▶ [Task statement] Restate the listing below word for word, omitting any images.

Items listed in a dataset:
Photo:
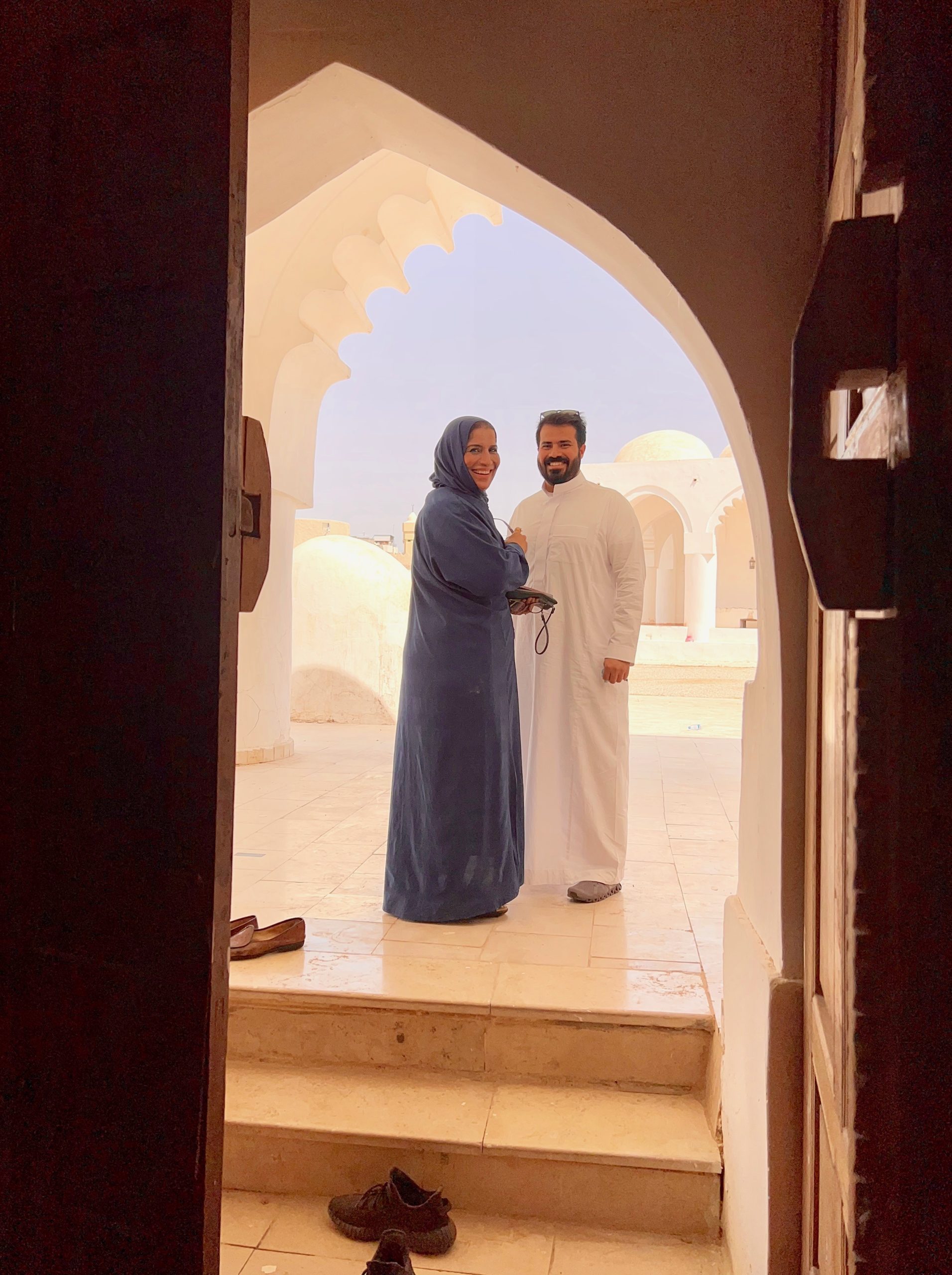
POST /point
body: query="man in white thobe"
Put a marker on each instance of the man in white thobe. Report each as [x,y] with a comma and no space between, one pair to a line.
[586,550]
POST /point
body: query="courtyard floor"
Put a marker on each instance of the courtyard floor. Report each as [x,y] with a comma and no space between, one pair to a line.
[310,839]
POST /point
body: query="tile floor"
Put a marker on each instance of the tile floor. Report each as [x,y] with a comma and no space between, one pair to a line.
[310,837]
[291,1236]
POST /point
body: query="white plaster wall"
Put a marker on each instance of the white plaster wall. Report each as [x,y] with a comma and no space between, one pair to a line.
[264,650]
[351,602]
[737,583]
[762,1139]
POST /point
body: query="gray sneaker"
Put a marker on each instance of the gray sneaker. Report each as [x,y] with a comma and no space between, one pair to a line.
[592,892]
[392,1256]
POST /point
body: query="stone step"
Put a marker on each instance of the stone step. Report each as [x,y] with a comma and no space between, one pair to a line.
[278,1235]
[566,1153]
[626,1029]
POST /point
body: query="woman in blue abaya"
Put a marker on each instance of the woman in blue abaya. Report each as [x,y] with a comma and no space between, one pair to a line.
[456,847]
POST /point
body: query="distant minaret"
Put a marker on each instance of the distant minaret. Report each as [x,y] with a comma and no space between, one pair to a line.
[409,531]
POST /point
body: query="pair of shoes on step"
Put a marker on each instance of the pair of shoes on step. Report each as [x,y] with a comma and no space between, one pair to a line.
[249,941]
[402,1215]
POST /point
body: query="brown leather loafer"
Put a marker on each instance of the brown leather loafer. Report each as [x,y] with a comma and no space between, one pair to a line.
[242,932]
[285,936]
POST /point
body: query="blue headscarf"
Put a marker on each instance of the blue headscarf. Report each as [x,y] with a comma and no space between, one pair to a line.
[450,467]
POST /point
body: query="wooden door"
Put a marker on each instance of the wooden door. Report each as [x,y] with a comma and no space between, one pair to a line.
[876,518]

▶ [Answer to this problem]
Photo:
POST /point
body: query="man in white thobe"
Put a marker on each instance of the man in white thobe. Report each as [x,y] with a comma and no space between, one pair to a line.
[586,550]
POST /point
body: query="courtyard floor"
Put a marker on each instance of the courtyard floor. Report each as [x,y] with a comma and no space between, one pair to a line.
[310,839]
POST /point
body: query="tile floor"
Put a marker on each instance of the tile floor. Report each as [x,y] with a comma and no space between, one pair to a line.
[310,837]
[291,1236]
POST /point
body: query="white plaster wall"
Put a marker on each instance of the white plaster wall. Report each as [x,y] with a comma and no space between, one pair to a line.
[264,650]
[351,602]
[737,583]
[762,1139]
POST /point
body: query="gray sneaker"
Put a marker on each instance of the gray sneaker. Report each as [x,y] with a comma and no space between, one pair to a line.
[592,892]
[392,1256]
POST /point
body: query="stone step"
Put a marker on each instance of the stone step. Report each as [x,y] with a comma and no space between, one pair to a line.
[278,1235]
[566,1153]
[626,1029]
POST /point
body: query="woman in blue abaya"
Put a marker on each instance of the woman in blue abaya. Report each as [x,y] with a comma and no space between, one pair to a line.
[456,847]
POST /point
body: query="distant minaret"
Put a marker on each instance of the distant minaret. Report each as [x,y] with a comma and no space between, one pair to a line.
[409,531]
POST /point
body: query="pair of shoes on step"
Put a marker on each instance of the pair of shoes on step. Report each as [x,y] with a comma and no space between, one pair to a line.
[249,941]
[402,1215]
POST /point
body: query="brown leather loafer"
Put a marker on each instance of the brown leather loafer. Report each as [x,y] with a comma and no space between, one pair to a line.
[242,932]
[285,936]
POST /point
body: query="blue headscarf"
Put a marker on each instance of the blue headscarf. Report each as [x,y] with a comma and no space between, one pair to a line.
[450,467]
POST /point
body: query="wooden door"
Put a marker on each instance of the wooden door. Report each as [x,y] with a comma and no space between, one pair to a line.
[876,518]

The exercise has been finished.